- [Requirements]:
Please render all of the material below as a numbered list, leaving out any blank lines.

[Records from a dataset]
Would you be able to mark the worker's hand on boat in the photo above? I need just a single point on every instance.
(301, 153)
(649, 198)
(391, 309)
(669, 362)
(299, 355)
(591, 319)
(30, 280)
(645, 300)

- [Task answer]:
1. Would you be able to mark the worker's hand on boat in the photo above? I need just a single point on every instance.
2. (301, 153)
3. (649, 198)
4. (391, 309)
5. (669, 362)
6. (299, 355)
7. (591, 319)
8. (30, 280)
9. (645, 300)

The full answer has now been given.